» Quoted passage:
--- Begin ---
You can use bones from any animals, but use the ones with the most connective tissue.
Chicken bones, duck bones, cow bones, and so on—you can use whatever you prefer to make your bone broth. Just be sure to pick bones with a lot of connective tissue, like neck bones, feet, or knuckles, says Canora. He explains that that connective tissue is where all those extra nutrients come from, and is essential to making your bone broth a broth and not a stock. Though you won't be able to find bones in the meat section at the supermarket, you will almost always be able to find them behind the butcher counter.
Before you really get started, you may need to blanch your bones.
For this story, I took the task of making bone broth upon myself, and as I was researching recipes, I found that some of them suggested blanching the bones and some didn't. Blanching is a process when you boil something, in this case bones, to remove the impurities. When I asked Canora if I needed to include this step in the process, he said I should, but only if my bones aren't up to snuff. "If one uses lesser quality bones, I would recommend blanching and skimming."
My cow bones weren't the finest quality. I live in Berlin and I don't really know how to ask for "the best bones" in German, so I just went ahead and blanched to be safe. Honestly I'm glad I did, because when I blanched them, it made all this gunky foam rise to the top of the pot. My house smelled like a tannery! As you can see from the above photo, it was…a little weird. If this happens to you, though, it's totally fine. The bones weren't bad—this process just gets rid of all the nasty bits that would make your broth taste kind of funky.
To do it, add your bones to a large stock pot and cover them completely with cold water. Bring the pot to a boil and let it simmer for 20 minutes. Drain out the water and set aside.
Roasting the bones is the next thing on your to-do list.
I know this seems like a lot of steps to make broth, but trust me, they're all necessary. Especially roasting, which will brown your bones and ultimately give your broth a rich flavor and caramel color.
--- End ---
» Dataset excerpts:
--- Begin ---
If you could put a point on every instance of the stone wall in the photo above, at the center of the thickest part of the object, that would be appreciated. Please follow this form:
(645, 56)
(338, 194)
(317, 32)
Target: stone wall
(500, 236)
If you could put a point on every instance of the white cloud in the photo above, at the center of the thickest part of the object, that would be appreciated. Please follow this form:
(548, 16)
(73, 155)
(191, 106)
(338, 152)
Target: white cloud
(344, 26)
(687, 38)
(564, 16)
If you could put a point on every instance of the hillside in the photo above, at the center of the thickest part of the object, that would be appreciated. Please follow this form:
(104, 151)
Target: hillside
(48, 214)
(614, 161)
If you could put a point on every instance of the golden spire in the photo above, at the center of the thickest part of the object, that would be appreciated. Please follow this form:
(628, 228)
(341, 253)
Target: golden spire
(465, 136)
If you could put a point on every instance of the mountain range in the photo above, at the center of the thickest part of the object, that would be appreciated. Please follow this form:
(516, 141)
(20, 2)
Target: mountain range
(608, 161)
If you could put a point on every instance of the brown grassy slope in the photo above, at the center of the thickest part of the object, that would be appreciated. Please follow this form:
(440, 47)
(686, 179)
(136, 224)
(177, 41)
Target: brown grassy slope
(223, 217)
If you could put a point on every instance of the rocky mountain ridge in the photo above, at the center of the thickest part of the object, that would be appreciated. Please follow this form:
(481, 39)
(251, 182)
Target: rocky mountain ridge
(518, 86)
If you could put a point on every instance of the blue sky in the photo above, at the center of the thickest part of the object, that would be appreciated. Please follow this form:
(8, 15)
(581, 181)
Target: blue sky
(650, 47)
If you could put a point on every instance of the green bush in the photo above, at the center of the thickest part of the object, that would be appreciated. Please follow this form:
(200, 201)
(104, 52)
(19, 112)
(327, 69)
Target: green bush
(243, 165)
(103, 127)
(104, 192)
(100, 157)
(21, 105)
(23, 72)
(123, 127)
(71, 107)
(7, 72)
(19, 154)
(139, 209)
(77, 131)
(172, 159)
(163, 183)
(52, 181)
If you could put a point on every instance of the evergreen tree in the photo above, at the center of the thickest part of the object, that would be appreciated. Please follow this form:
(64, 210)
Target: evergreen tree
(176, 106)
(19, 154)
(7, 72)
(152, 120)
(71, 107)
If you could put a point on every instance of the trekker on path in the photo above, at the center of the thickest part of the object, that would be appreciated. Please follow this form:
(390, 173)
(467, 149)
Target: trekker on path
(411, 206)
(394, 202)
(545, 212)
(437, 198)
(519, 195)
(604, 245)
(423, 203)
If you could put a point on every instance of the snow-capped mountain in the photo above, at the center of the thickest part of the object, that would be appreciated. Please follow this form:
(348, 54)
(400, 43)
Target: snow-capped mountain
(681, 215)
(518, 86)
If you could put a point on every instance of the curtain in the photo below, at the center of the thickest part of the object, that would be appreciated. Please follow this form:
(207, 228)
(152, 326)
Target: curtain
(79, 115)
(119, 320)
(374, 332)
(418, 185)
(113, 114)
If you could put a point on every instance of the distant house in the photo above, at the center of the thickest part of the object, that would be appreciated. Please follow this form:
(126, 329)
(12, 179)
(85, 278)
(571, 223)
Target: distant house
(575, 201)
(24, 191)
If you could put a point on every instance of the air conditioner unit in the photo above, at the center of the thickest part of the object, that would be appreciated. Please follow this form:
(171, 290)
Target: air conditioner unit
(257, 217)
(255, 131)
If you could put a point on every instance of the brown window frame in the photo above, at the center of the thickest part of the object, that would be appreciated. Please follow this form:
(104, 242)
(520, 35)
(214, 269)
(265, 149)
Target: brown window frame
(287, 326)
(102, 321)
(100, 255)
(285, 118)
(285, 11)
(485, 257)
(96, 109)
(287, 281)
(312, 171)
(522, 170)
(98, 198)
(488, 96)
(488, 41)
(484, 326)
--- End ---
» Instructions:
- a) Using the bone broth text, decide whether each statement agrees with it: (i) bones for broth can usually be found in the supermarket meat section; (ii) blanching means boiling bones to remove impurities; (iii) blanched bones simmer for 30 minutes. Answer yes or no for each and quote the words of the text that decide it.
- b) Reproduce the part of the bone broth text starting with "Roasting the bones" and going on through "and caramel color.", word for word.
The items have no connection to the bone broth text.

» Task-by-task answers:
- a)
(i) No: "you won't be able to find bones in the meat section at the supermarket"
(ii) Yes: "Blanching is a process when you boil something, in this case bones, to remove the impurities."
(iii) No: "let it simmer for 20 minutes"

- b)
Roasting the bones is the next thing on your to-do list.
I know this seems like a lot of steps to make broth, but trust me, they're all necessary. Especially roasting, which will brown your bones and ultimately give your broth a rich flavor and caramel color.